# K.H and P.H balance help



## thunderjack14 (Nov 28, 2014)

Hello everyone!


I having a hell of a time with the K.H and The P.H balance according to the co2 charts. When i try to bring my K.H down to 6 for the plants it lowers the P.H. Then i bring the P.H up with seachem buffers and the K.H goes up as well. now im using the two seachem acid buffers as well as alkaline buffers and still cant get it right . any help please.


----------



## Gilby (Feb 15, 2014)

As you have observed, KH and pH move together. You are essentially mixing baking soda and an acid (such as vinegar) and doing the volcano experiment in your tank. If you need a target KH and pH, you'll need to your alkaline buffer to get the KH where you want it, and then to reduce your pH you'll need to add CO2. What KH and pH are you trying to get and what purpose do you want those parameters?


----------



## thunderjack14 (Nov 28, 2014)

K.H 6 and P.H 7.5 the reason why i would like to reach this target is because i have a 150 gallon tank with java ferns and sword along with anubias plants in a african chiclid tank. Plants like a K.H of 4 to 6 and the cichlids like a P.H at 8.2. and at the same time i'm injecting pressurized co2. The chart say at 7.5 and K.H at 6 you would reach 30 ppm of co2. Now i know when the co2 is on for a few hours the P.H will drop and when the co2 go's off then the powerhead comes on and P.H go's back this is normal. I just cant get a steady P.H at 7.5 and K.H at 6 as a starting point. any help would be great thanks in advance.


----------



## thunderjack14 (Nov 28, 2014)

Do you think my plants will do well in high k.h ? and high p.h i know they are a hardy plant but everything has a limit.


----------



## Gilby (Feb 15, 2014)

Yes, your KH could be 14 dKH with those plants, maybe even higher. The bigger issue is whether your plants will get eaten by your fish. The anubias will probably be fine. I had anubias, valisineria, and a radican sword in a mbuna (lake malawi african cichlids) tank. The anubias and val did fine, while the sword didn't have much in the way of leaves. The sword still survived, as when I later tore down that tank and put the sword in another tank (with tetras, cories, etc), it grew normally, which for this sword was too big for that tank (and most tanks). My mbuna tank did not have co2, so I didn't have to worry about too low a pH for the fish, and my tap water is liquid rock, so the fish were happy. For african cichlids, the addition of co2 may drop the pH too much for them to be happy, but most references say it can be 7.5. Some people with planted tanks have gone lower than that. Your plants will be fine in a low tech setup (w/o co2), but if you want to get your co2 up there to increase plant growth, you can try to push below 7.5. Alternatively, you can use excel/glut as a carbon source in addition to using co2 to set the pH at 7.5.


----------



## thunderjack14 (Nov 28, 2014)

Hello gilby!

• _Extracted information_:
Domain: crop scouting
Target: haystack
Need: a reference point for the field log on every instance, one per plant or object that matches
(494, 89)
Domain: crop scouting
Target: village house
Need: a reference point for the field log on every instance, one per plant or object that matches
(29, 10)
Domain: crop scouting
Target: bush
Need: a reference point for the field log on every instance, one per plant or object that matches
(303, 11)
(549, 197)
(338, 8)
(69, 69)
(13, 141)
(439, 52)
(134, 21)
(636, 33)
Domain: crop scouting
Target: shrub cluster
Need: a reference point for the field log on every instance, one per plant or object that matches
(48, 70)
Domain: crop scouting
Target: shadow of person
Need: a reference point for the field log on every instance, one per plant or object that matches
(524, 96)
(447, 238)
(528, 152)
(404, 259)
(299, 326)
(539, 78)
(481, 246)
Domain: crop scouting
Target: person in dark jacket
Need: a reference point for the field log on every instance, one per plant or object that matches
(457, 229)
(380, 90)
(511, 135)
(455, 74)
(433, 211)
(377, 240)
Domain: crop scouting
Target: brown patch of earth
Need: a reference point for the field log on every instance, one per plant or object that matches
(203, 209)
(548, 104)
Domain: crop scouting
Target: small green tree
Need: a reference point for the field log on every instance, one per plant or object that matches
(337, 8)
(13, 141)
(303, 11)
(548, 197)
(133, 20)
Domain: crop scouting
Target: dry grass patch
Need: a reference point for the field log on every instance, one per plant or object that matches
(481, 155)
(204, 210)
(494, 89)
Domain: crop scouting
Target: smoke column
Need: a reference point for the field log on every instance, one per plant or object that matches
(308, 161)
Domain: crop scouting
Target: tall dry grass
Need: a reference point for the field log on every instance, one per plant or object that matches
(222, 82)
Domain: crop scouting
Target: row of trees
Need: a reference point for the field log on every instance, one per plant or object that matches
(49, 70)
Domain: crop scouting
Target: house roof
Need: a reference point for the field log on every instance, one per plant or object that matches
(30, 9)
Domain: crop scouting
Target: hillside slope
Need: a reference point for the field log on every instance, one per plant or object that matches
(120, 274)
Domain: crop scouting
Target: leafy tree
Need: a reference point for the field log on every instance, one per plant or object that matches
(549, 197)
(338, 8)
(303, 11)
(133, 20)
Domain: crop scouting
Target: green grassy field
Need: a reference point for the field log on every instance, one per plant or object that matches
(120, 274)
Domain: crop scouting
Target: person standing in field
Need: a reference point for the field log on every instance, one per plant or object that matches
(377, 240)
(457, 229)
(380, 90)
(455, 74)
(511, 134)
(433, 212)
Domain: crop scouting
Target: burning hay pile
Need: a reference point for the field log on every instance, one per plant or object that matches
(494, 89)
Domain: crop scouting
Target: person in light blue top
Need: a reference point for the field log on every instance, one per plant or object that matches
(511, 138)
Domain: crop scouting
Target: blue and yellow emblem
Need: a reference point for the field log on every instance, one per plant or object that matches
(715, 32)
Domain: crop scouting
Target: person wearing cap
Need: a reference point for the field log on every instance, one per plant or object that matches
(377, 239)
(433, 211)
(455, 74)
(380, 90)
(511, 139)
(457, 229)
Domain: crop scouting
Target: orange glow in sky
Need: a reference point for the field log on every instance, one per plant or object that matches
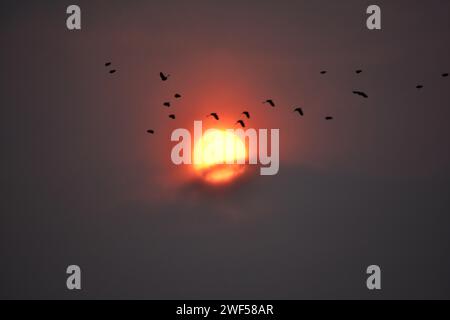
(214, 153)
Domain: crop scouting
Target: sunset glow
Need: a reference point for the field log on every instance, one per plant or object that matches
(214, 154)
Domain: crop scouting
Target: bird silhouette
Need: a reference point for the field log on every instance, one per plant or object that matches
(241, 123)
(214, 115)
(270, 101)
(299, 110)
(163, 76)
(360, 93)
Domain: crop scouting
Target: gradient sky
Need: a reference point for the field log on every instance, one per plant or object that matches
(84, 184)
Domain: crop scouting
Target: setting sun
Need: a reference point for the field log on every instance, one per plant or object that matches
(216, 156)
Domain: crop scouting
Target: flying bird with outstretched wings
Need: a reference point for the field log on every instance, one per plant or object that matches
(163, 76)
(247, 114)
(241, 123)
(214, 115)
(299, 110)
(270, 102)
(360, 93)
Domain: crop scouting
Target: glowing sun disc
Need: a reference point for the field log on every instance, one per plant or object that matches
(216, 156)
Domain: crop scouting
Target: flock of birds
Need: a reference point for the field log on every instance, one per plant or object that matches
(164, 77)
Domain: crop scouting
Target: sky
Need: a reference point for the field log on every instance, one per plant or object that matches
(83, 183)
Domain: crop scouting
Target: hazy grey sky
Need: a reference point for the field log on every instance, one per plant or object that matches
(83, 183)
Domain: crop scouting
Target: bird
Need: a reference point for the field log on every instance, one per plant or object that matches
(270, 101)
(360, 93)
(299, 110)
(241, 123)
(214, 115)
(163, 76)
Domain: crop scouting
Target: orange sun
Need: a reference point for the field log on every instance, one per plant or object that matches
(216, 155)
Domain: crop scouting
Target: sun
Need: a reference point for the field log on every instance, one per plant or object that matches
(216, 156)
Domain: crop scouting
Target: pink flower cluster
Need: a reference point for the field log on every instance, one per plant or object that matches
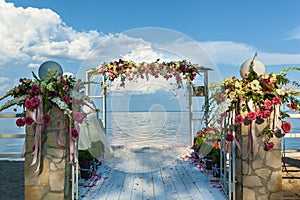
(265, 112)
(32, 103)
(269, 145)
(26, 120)
(29, 121)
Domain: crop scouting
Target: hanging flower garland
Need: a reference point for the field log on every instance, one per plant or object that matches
(259, 99)
(131, 71)
(37, 97)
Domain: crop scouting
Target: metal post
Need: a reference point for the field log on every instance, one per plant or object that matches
(206, 97)
(191, 112)
(87, 86)
(104, 115)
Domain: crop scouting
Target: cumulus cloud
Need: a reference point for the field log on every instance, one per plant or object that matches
(294, 34)
(4, 84)
(30, 35)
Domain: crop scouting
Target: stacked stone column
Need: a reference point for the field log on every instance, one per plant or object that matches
(53, 181)
(259, 176)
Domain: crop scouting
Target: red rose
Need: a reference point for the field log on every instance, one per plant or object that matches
(67, 99)
(266, 113)
(268, 104)
(74, 133)
(47, 119)
(28, 120)
(269, 146)
(35, 102)
(28, 104)
(20, 122)
(229, 137)
(34, 89)
(251, 115)
(276, 100)
(239, 119)
(286, 127)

• _Tasks for this exercise_:
• 1. In the aquarium thread, what KH and pH does thunderjack14 want to reach as a starting point?
• 2. Carry on the aquarium thread from the point where it stops.
The records are separate material and have no connection to the aquarium thread.

• _Solved tasks_:
• 1. A KH of 6 and a pH of 7.5.

• 2.
Well i did a test of the water this morning before the co2 came on my P.H was at 7.9 and the K.H was way out there at 18. so i used seachem acid to drop P.H at 7.6 and at the same time the acid will dissolve some of the K.Hand turn it into co2 this will lower my K.H a bit i will check again after the co2 is off and do another test but if it can just stay around 7.6 i could live with that now that you say that the K.H that high will not harm the plants. I know if you have a higher K.H the P.H swings will be more stable with the co2 running in the tank this fluctuation will not harm the fish. But until i get the P.H and K.H around where i need them i will adjust slowly a bit every day. thanks for all your help i will keep you posted if i run into more trouble lol lol ...thanks again


----------



## Gilby (Feb 15, 2014)

You are throwing too many chemicals into your tank which is going to be very hard to repeat when you do water changes, and it's probably stressing your fish with all the fluctuations. I'd recommend you throw out your acid buffer, and only adjust your tank by doing water changes. Start by testing the KH of your tap water and then when doing water changes only using a chemical, such as alkaline buffer, baking soda (sodium bicarbonate), or potassium bicarbonate to raise your KH if needed. If your KH target is higher than your tap, you add the alkaline buffer per the instructions on the label to get to that desired KH when you do your water change. It looks like that is 1 teaspoon for every 10 gallons to raise it 5.6 dKH. You then adjust your co2 to lower pH to 7.5, and try to keep your pH steady day and night by how much co2 you inject into your tank.


----------



## Tugg (Jul 28, 2013)

In short, Acid buffer simply converts KH into CO2, which then partially becomes carbonic acid; in effect reducing the kh buffering, and temporarily lowering the ph. As the elevated CO2 is outgassed the ph will go back up to whatever it's equilibrium levels are with the new reduced kh level.

Acid buffer is a product to use during water changes to reconstitute water so it's CO2, Kh, and ph match the tank, reducing stress. It's not something I would ever recommend adding to adjust the tanks kh, ph, or co2. The only intank method to adjust ph I would recommend is the use of CO2. Something that just doesn't make much sense on an African tank.

The plants hardy enough to hold up in that tank are tough and slow growing. They don't need elevated CO2. Some plants such as Vals actually consume kh as a carbon source, and do better in a higher kh tank.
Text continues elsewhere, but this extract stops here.